begin Records shown

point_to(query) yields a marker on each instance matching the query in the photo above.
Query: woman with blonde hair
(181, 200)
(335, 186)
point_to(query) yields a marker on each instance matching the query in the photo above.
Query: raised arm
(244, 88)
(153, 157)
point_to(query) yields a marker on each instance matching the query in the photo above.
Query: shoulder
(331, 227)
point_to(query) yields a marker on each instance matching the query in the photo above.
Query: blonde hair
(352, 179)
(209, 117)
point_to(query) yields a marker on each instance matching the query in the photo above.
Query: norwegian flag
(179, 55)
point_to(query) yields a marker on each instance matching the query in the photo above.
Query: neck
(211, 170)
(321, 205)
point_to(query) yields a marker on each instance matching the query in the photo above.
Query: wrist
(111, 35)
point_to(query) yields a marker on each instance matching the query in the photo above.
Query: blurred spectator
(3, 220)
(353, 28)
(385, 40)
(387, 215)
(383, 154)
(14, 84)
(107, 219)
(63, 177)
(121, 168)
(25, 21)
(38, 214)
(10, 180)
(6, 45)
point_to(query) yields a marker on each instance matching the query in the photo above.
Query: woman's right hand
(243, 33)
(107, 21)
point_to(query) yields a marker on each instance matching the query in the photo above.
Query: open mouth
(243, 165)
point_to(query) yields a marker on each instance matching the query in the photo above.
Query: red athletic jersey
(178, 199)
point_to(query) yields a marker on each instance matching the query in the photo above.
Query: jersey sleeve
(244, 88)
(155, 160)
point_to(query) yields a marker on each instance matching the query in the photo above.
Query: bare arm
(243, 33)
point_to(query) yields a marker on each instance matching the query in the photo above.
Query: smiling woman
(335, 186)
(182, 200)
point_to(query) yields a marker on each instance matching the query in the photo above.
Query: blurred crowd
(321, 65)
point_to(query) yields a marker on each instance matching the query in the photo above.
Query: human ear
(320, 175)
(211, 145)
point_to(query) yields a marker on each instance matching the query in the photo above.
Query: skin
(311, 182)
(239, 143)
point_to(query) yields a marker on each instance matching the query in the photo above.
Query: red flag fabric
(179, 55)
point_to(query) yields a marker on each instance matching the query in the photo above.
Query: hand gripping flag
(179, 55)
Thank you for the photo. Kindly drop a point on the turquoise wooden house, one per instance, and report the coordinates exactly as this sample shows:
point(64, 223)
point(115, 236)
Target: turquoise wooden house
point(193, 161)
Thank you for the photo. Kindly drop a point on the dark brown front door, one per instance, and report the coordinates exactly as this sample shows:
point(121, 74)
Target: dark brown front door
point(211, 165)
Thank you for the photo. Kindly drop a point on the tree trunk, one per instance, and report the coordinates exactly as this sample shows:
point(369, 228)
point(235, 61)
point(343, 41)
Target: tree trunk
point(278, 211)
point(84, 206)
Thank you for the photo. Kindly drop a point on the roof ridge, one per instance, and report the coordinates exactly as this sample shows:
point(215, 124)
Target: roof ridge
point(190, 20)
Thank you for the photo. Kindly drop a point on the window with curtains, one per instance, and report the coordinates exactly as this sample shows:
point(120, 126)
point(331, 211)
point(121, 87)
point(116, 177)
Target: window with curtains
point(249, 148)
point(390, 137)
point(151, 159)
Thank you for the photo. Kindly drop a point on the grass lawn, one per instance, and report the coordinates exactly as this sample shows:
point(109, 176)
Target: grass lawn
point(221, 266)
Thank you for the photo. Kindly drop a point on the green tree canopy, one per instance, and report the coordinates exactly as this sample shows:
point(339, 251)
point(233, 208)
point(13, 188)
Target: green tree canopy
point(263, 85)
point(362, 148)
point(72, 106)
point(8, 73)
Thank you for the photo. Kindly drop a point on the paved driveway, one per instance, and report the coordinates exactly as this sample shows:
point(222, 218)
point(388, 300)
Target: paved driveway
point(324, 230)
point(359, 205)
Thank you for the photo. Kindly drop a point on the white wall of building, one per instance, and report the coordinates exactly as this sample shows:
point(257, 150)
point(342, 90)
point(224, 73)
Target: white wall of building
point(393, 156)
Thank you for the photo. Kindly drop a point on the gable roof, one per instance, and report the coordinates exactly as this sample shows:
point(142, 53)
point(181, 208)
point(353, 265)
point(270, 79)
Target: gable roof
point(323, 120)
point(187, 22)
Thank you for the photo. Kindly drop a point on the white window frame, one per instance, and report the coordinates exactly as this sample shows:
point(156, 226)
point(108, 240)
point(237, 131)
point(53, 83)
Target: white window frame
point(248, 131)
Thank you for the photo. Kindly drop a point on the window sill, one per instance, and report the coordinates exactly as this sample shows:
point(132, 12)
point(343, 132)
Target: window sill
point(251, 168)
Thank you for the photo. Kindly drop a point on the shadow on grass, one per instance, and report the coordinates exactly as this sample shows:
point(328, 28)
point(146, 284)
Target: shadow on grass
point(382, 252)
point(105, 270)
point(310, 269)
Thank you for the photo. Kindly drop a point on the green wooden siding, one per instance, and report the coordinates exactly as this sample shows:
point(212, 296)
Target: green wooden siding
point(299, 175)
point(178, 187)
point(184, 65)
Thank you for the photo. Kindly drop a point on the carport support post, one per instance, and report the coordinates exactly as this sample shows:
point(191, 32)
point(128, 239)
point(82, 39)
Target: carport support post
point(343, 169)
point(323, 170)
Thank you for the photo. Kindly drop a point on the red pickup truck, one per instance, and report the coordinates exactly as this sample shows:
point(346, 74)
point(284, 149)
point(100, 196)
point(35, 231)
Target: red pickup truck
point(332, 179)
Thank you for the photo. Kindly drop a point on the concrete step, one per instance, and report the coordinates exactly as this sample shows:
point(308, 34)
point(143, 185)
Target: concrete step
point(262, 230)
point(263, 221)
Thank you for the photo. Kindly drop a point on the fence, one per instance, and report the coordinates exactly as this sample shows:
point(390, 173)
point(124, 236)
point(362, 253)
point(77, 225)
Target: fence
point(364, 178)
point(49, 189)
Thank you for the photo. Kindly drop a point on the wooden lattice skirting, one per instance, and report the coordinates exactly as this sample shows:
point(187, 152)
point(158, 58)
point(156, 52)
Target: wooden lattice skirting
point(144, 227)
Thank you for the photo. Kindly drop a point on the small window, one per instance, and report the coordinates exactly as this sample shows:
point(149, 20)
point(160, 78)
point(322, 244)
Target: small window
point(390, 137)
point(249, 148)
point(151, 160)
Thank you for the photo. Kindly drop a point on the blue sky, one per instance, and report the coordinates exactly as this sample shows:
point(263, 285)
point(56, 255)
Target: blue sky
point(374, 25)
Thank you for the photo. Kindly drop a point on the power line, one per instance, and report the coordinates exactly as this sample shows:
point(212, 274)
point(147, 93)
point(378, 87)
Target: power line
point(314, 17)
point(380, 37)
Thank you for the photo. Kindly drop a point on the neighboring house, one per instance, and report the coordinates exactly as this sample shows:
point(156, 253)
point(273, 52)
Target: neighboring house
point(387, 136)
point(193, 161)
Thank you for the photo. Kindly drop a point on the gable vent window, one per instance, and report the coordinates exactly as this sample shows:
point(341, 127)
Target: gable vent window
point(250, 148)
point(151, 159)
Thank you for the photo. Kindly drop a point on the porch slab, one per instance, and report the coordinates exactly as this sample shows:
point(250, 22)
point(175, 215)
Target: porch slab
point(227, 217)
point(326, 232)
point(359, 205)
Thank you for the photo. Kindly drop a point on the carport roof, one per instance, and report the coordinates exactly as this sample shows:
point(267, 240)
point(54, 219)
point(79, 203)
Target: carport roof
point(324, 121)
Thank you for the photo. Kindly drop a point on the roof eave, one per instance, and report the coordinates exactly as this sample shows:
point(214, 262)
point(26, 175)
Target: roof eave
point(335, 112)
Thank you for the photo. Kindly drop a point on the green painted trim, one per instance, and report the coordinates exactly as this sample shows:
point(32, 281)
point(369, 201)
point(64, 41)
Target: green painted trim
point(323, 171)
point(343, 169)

end Records shown

Instructions to follow
Give back the whole listing, word for word.

Final answer
point_to(query) yields a marker on each instance matching the query in the photo above.
Query: woman with blonde hair
(181, 200)
(335, 186)
point_to(query) yields a marker on each instance matching the query in the photo above.
Query: raised arm
(244, 88)
(153, 157)
point_to(query) yields a marker on each instance matching the query in the photo above.
Query: shoulder
(331, 227)
point_to(query) yields a marker on each instance matching the query in the photo above.
Query: blonde hair
(352, 179)
(209, 117)
point_to(query) yields a marker on each instance matching the query in the photo above.
Query: norwegian flag
(179, 55)
point_to(query) yields a marker on each instance matching the query in the photo above.
Query: neck
(211, 170)
(321, 205)
point_to(query) yields a marker on each instance matching the query in the photo above.
Query: wrist
(111, 35)
point_to(query) yields a marker on each instance matching the query in the photo above.
Query: blurred spectator
(3, 220)
(353, 28)
(385, 40)
(387, 215)
(383, 154)
(14, 84)
(107, 219)
(63, 177)
(121, 168)
(25, 21)
(38, 214)
(10, 180)
(6, 45)
point_to(query) yields a marker on each instance matching the query in the photo above.
Query: woman's right hand
(243, 33)
(107, 21)
point_to(query) yields a marker on each instance matching the query in the photo above.
Query: open mouth
(243, 165)
point_to(query) yields a marker on each instance matching the query in the photo above.
Query: red athletic jersey
(178, 199)
point_to(query) yields a marker on each instance matching the query in the photo above.
Query: jersey sleeve
(244, 88)
(155, 160)
point_to(query) yields a marker on each instance matching the query in the photo above.
Query: bare arm
(243, 33)
point_to(query) yields a marker on each instance matching the query in the photo above.
Query: smiling woman
(335, 186)
(182, 200)
point_to(query) yields a marker on each instance matching the query in the photo above.
Query: blurred crowd
(321, 65)
point_to(query) yields a marker on each instance matching the query in the photo above.
Query: human ear
(320, 175)
(211, 145)
point_to(query) yields a marker on each instance matching the query in the photo above.
Query: skin
(311, 182)
(239, 143)
point_to(query) yields a marker on each instance matching the query in the photo above.
Query: red flag fabric
(179, 55)
point_to(query) yields a marker on each instance matching the query in the photo above.
Query: hand gripping flag
(179, 55)
Thank you for the photo. Kindly drop a point on the turquoise wooden house, one per instance, and report the coordinates exactly as this sample shows:
point(64, 223)
point(115, 236)
Target: turquoise wooden house
point(193, 161)
Thank you for the photo. Kindly drop a point on the dark brown front door, one per instance, and report the coordinates exactly as this sample shows:
point(121, 74)
Target: dark brown front door
point(211, 165)
Thank you for the photo. Kindly drop a point on the tree trunk, one per instance, and report the coordinates exactly as this sample shows:
point(369, 228)
point(235, 61)
point(343, 41)
Target: tree trunk
point(278, 211)
point(84, 206)
Thank you for the photo. Kindly drop a point on the roof ridge, one per instance, and report the coordinates exactly as this sample shows:
point(215, 124)
Target: roof ridge
point(190, 20)
Thank you for the photo. Kindly drop a point on the window with curtains, one per instance, and report the coordinates exactly as this sample shows:
point(120, 126)
point(331, 211)
point(121, 87)
point(116, 177)
Target: window with curtains
point(249, 148)
point(390, 137)
point(151, 159)
Thank you for the photo. Kindly drop a point on the grass lawn, one per instance, and report the coordinates exactly as this sample shows:
point(109, 176)
Target: grass lawn
point(221, 266)
Thank you for the photo. Kindly drop a point on the green tree canopy, one per instance, and report the coordinates exactly as this sample shows:
point(339, 251)
point(233, 208)
point(13, 188)
Target: green tree canopy
point(263, 85)
point(362, 148)
point(72, 106)
point(8, 73)
Thank you for the photo. Kindly drop a point on the paved driveway, one per instance, and report the coordinates exactly as this sample shows:
point(222, 218)
point(388, 300)
Target: paved driveway
point(324, 230)
point(359, 205)
Thank you for the photo. Kindly drop a point on the white wall of building, one per instance, and report the coordinates exactly as this sample shows:
point(257, 150)
point(342, 90)
point(224, 73)
Target: white wall of building
point(393, 156)
Thank you for the photo. Kindly drop a point on the gable roof, one per instance, and report the coordinates exactly as this sample shows:
point(142, 53)
point(181, 208)
point(353, 265)
point(270, 79)
Target: gable roof
point(323, 120)
point(187, 22)
Thank you for the photo. Kindly drop a point on the white window frame, one per instance, and report the coordinates exactly as this sample shows:
point(156, 226)
point(108, 240)
point(237, 131)
point(53, 83)
Target: white window frame
point(248, 131)
Thank you for the photo. Kindly drop a point on the window sill, one per instance, and report the coordinates exactly as this sample shows:
point(132, 12)
point(343, 132)
Target: window sill
point(251, 168)
Thank you for the photo. Kindly drop a point on the shadow on grass, one per instance, and report the coordinates exactly as this sample shows:
point(328, 28)
point(146, 284)
Target: shadow on grass
point(382, 252)
point(105, 270)
point(310, 269)
Thank you for the photo. Kindly drop a point on the green wooden siding, one per instance, and report the coordinates exactly as this sample shows:
point(212, 296)
Target: green wooden siding
point(299, 175)
point(178, 187)
point(184, 65)
Thank you for the photo. Kindly drop a point on the carport support post, one per instance, and report the coordinates exactly as this sample shows:
point(191, 32)
point(128, 239)
point(82, 39)
Target: carport support post
point(343, 169)
point(323, 170)
Thank you for the photo. Kindly drop a point on the red pickup truck, one per instance, and report the coordinates exactly as this sample shows:
point(346, 74)
point(284, 149)
point(100, 196)
point(35, 231)
Target: red pickup truck
point(332, 179)
Thank you for the photo. Kindly drop a point on the concrete step, one per instance, and report the coordinates exactly as this sample shows:
point(308, 34)
point(143, 185)
Target: concrete step
point(262, 230)
point(263, 221)
Thank you for the photo. Kindly drop a point on the fence, one per instance, and report the coordinates exactly as this sample shows:
point(390, 173)
point(124, 236)
point(362, 253)
point(77, 225)
Target: fence
point(364, 178)
point(49, 189)
Thank you for the photo. Kindly drop a point on the wooden lattice skirting, one per instance, and report the coordinates exactly as this sample shows:
point(187, 152)
point(158, 58)
point(156, 52)
Target: wooden lattice skirting
point(144, 227)
Thank you for the photo. Kindly drop a point on the small window, one per instance, and report the coordinates exactly as this sample shows:
point(149, 20)
point(160, 78)
point(322, 244)
Target: small window
point(390, 137)
point(249, 148)
point(151, 160)
Thank you for the photo. Kindly drop a point on the blue sky, one per instance, and report the coordinates exactly as this sample shows:
point(263, 285)
point(56, 255)
Target: blue sky
point(374, 25)
Thank you for the photo. Kindly drop a point on the power line, one per instance, and report the coordinates exactly as this sample shows:
point(212, 274)
point(147, 93)
point(378, 87)
Target: power line
point(314, 17)
point(380, 37)
Thank you for the photo. Kindly drop a point on the neighboring house, one per instance, and report the coordinates exactly as this sample shows:
point(156, 253)
point(273, 52)
Target: neighboring house
point(387, 136)
point(193, 161)
Thank you for the photo. Kindly drop a point on the gable vent window, one per instance, and report the coordinates exactly as this sample shows:
point(341, 127)
Target: gable vent window
point(250, 148)
point(151, 159)
Thank you for the photo. Kindly drop a point on the porch slab, one per instance, and report the coordinates exactly as this sample shows:
point(250, 22)
point(175, 215)
Target: porch slab
point(227, 217)
point(326, 232)
point(359, 205)
Thank you for the photo. Kindly drop a point on the carport roof, one per instance, and report the coordinates exactly as this sample shows:
point(267, 240)
point(54, 219)
point(79, 203)
Target: carport roof
point(324, 121)
Thank you for the photo. Kindly drop a point on the roof eave, one per instance, and report the coordinates exactly as this sample shows:
point(214, 262)
point(26, 175)
Target: roof eave
point(335, 112)
Thank you for the photo. Kindly drop a point on the green painted trim, one per instance, and report the coordinates exactly as this sample shows:
point(32, 281)
point(369, 201)
point(64, 41)
Target: green painted trim
point(323, 171)
point(343, 169)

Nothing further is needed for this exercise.